● **Prompt**
In the troubleshooting page on inconsistent pod status after rescheduling, which command manually deletes the running pod?

Passage to read Start Marker

Pod Status Is Inconsistent After a Job Is Rescheduled

Symptom

In a multi-node cluster environment, a distributed training job is delivered, resources are sufficient, job rescheduling is enabled, and fault-scheduling is set to grace. In this case, if a fault occurs and rescheduling is triggered, there is a possibility that a pod is in the Running state and a pod is in the Pending state after job rescheduling. Even if the fault is rectified, the state of the pod in Pending remains unchanged.

Cause Analysis

  1. This problem is caused by the incorrect determination of the number of jobs in the open source code.

    When the pod is terminated, if the script in the container does not return a non-zero value (that is, 0 is returned), the pod status is Success due to the Kubernetes mechanism. At this time, the pod is destroying resources, and Volcano considers that the pod (not restarted) has been restarted and its status is Success. In this case, the Gang scheduling is triggered, and the Volcano that is restarted first enters the creation phase. When another pod restarts after termination, the pod enters the Pending state due to insufficient resources.

  2. The resumable training script is not used.
  3. Cluster resources are insufficient.

Solution

  • Run the following command to manually delete the running pod:
    kubectl delete pod -n pod_namespace pod_name
  • Delete the job and deliver it again.

Passage to read End Marker
Extracted material Start Marker

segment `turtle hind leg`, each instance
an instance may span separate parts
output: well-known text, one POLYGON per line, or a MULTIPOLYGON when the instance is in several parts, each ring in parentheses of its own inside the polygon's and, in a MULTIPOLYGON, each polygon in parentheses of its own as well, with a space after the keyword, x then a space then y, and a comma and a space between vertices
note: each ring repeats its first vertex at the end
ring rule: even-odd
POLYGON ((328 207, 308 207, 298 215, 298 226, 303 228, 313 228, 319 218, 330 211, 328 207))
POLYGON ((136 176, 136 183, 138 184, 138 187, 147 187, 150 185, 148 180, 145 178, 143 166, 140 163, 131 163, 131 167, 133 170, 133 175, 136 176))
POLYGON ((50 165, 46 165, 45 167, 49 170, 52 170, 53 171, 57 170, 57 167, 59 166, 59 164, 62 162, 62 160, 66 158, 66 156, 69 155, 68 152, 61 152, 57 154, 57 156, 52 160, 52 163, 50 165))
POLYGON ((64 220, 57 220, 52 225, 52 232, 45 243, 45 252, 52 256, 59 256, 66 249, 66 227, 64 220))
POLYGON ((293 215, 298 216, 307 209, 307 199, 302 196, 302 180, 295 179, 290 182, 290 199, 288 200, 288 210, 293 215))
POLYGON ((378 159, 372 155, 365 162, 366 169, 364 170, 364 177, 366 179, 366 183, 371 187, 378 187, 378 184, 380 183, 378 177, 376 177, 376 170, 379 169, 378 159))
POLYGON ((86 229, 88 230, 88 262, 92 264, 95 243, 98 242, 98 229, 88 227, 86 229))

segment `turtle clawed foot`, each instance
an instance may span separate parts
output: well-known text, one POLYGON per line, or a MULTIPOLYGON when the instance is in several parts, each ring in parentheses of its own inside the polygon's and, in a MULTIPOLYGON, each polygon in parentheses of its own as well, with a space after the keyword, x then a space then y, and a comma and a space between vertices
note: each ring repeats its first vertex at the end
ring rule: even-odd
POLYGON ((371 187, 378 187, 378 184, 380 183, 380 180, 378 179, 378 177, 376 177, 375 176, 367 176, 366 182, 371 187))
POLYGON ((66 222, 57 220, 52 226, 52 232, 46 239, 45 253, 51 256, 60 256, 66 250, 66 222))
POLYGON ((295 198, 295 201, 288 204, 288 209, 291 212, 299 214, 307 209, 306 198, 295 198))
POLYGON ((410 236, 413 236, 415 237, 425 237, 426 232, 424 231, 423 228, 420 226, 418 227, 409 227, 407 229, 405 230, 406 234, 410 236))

Extracted material End Marker

● **Written reply**
kubectl delete pod -n pod_namespace pod_name